The autobiographical nature of The Lost Steps, in all its complexity, is both cause and effect of the strategic position that this novel occupies in the totality of Carpentier's production. Its recollective synthesizing attempt, at both a biographical and literary level, bear the mark of the conversion. (p. 186)
The fact that ["Manhunt"] reconstructs a history closely related to the author, the fact that both protagonists are artists of sorts, and the fact that commitment to the present-in-history leads them away from their vocations justify considering "Manhunt" in relation to The Lost Steps. These and other elements indicate that "Manhunt" is, as it were, a postscript to The Lost Steps. If the narrator-protagonist of that novel realizes at the end that he must return to the city, to present history, the drama lived by the two protagonists of "Manhunt" in the city is the future that their predecessor did not narrator, but acted out by writing the text of the novel. If The Lost Steps was generated by the questions about history and the artist raised by The Kingdom of This World, "Manhunt" centers on the problems of writing that The Lost Steps, in turn, opened. Like an auto sacramental in its intense and self-reflexive symbolism, "Manhunt" is Carpentier's allegory of writing. What the novel dramatizes is the generation of the text: a liturgical, primeval drama of its birth and death as well as of its filial relations….
The question of the artist in contemporary society is, as in The Lost Steps, the manifest theme of "Manhunt," and this Romantic topic of the artist's alienation is couched in terms of a longing for the absolute, for oneness and restoration. This desire involves once more returning to a lost paradise, the world of nature and the mother, and a search for God, the maker of order and giver of meaning in the universe. (p. 191)
The most striking and confusing aspect of "Manhunt" is its Faulknerian multiplicity of narrators, a bewildering technical tour de force that makes the novel the most inaccessible of Carpentier's texts. No antecedent can be found in Carpentier's work for this experimentation with narrative voice except in The Lost Steps. The plurality-in-the-present realized by the narrator-protagonist at the end of The Lost Steps is as it were, blown up in "Manhunt," a text narrated by an omniscient third-person and two first-person narrators, who are themselves pluralized. The displacement of narrative voice between third person in The Lost Steps and the subsequent unfolding of the protagonist into several selves that comment upon each other are concretely re-enacted in "Manhunt" in the political activist and the ticket seller, who meet fleetingly but whose lives are intertwined without their knowledge. (pp. 197-98)
The text of the novella is composed mostly of recollections of these two parallel yet separate consciousnesses and by their actions in a brief fictional present that is supposed to comprise the forty-six minutes that it takes to play Beethoven's Third Symphony (chapters 1 and 3, encompassing five subchapters). But the fragmentation of the narrative voice occurs not only through the splitting of the narrator-protagonist but also within the consciousness of the hunted one [the political activist] and in the presence of the third-person narrator. (p. 199)
+--
## AIM 1
Pick out every line in the rows below that contains the string "military", treating uppercase and lowercase as distinct.

Saved data rows:
+--
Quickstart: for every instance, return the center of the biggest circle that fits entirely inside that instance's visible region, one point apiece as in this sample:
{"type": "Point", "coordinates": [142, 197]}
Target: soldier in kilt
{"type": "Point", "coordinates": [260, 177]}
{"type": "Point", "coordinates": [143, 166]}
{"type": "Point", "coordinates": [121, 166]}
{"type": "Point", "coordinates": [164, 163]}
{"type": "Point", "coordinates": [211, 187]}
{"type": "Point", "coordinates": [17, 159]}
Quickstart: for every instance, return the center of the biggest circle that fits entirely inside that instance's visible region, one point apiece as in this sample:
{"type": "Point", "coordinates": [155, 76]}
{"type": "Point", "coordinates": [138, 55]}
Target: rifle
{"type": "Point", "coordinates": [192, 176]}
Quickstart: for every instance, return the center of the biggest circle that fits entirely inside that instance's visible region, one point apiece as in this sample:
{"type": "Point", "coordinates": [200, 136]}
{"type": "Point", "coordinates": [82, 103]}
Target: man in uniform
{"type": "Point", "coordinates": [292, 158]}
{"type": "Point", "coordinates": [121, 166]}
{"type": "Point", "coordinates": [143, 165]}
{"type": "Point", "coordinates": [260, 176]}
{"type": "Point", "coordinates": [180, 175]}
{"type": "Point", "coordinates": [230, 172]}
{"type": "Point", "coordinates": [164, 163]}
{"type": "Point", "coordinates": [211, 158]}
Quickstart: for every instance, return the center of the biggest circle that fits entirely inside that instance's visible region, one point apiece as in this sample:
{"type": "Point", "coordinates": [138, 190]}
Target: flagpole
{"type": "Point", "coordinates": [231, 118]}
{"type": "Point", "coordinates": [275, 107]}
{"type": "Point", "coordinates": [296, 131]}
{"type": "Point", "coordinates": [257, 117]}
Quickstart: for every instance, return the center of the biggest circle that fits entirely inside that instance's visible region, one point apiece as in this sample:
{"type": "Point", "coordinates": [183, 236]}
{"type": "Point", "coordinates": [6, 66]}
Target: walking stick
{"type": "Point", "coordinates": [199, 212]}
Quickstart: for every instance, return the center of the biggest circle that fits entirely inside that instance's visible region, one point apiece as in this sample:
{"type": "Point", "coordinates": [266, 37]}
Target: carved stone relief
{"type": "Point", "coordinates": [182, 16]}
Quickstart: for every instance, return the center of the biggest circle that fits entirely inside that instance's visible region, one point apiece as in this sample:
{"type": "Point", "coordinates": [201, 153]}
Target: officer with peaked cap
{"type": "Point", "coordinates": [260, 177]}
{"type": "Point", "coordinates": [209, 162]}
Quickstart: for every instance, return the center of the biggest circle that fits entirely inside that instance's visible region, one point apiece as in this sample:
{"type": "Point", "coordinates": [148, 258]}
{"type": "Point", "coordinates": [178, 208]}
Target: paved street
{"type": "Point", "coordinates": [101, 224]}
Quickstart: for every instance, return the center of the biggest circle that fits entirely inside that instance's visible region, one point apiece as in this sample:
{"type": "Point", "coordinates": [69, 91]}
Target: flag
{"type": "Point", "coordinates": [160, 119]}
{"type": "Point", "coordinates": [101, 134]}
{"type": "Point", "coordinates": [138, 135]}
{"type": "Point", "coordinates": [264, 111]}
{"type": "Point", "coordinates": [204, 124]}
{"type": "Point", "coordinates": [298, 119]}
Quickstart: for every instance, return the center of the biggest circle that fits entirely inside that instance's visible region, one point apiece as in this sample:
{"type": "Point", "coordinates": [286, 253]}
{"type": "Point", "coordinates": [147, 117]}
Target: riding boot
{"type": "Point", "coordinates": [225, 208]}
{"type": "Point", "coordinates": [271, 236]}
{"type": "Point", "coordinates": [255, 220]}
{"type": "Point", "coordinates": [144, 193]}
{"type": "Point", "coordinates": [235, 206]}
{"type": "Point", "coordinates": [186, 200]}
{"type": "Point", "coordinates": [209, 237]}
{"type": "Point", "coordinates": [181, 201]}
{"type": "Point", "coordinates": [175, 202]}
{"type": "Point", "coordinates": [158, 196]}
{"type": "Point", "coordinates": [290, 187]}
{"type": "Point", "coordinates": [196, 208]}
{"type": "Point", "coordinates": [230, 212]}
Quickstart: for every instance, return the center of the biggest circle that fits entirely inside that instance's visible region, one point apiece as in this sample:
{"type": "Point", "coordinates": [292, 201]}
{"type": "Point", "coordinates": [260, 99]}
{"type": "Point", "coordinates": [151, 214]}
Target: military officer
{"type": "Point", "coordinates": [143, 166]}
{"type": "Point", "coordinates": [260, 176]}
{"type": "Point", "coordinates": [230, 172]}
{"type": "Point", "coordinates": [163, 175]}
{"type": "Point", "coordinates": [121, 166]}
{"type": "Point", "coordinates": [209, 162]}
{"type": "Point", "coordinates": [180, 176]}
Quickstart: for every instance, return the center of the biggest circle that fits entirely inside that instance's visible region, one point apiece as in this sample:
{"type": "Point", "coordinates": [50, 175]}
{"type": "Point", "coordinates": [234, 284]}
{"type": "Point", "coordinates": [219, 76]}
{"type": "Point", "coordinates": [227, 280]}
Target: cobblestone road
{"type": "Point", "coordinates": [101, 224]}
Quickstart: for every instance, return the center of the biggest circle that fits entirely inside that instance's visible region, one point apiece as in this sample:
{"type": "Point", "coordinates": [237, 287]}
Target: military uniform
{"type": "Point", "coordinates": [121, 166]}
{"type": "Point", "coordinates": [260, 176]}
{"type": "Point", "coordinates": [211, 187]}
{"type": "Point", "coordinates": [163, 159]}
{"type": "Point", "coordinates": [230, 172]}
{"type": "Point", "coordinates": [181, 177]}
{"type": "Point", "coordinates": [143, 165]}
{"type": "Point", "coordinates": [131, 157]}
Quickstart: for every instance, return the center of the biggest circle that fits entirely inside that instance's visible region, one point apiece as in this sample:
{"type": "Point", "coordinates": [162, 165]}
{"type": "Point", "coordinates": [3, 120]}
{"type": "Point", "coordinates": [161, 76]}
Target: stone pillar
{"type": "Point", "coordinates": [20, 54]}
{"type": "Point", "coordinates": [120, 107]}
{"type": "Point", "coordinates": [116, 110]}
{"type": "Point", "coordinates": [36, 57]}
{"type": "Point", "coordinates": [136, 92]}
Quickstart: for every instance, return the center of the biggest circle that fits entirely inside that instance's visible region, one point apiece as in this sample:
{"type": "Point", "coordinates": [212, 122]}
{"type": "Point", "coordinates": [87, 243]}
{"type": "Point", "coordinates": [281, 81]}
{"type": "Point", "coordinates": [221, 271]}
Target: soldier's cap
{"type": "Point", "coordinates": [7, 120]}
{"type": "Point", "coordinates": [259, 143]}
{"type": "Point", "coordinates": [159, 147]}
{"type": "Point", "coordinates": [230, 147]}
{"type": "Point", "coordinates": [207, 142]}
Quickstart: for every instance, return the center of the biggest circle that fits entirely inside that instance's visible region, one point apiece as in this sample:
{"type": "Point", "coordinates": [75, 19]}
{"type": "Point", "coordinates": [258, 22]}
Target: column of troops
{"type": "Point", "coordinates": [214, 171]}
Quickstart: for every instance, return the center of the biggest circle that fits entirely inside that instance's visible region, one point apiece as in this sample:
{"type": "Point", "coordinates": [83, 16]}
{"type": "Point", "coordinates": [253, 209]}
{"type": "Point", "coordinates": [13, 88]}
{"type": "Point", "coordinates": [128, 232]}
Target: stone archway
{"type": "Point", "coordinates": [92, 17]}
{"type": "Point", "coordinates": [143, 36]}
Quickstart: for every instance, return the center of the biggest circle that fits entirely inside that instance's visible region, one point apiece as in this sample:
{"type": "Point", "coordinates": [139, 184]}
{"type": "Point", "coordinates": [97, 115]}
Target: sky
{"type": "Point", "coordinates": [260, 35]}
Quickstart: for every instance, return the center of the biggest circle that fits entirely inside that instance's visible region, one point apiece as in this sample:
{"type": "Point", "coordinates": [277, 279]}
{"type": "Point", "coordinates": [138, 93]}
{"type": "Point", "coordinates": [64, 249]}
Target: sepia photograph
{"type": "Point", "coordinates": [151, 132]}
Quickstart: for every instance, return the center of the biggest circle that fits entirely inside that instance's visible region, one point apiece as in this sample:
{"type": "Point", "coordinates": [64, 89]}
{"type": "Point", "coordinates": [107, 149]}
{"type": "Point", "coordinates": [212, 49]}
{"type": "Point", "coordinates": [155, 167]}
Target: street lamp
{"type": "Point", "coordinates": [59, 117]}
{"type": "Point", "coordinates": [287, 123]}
+--
## AIM 2
List every page reference cited in parentheses in the excerpt on Carpentier.

## WRITTEN SOLUTION 1
Target: military officer
Target: military uniform

## WRITTEN SOLUTION 2
p. 186
p. 191
pp. 197-98
p. 199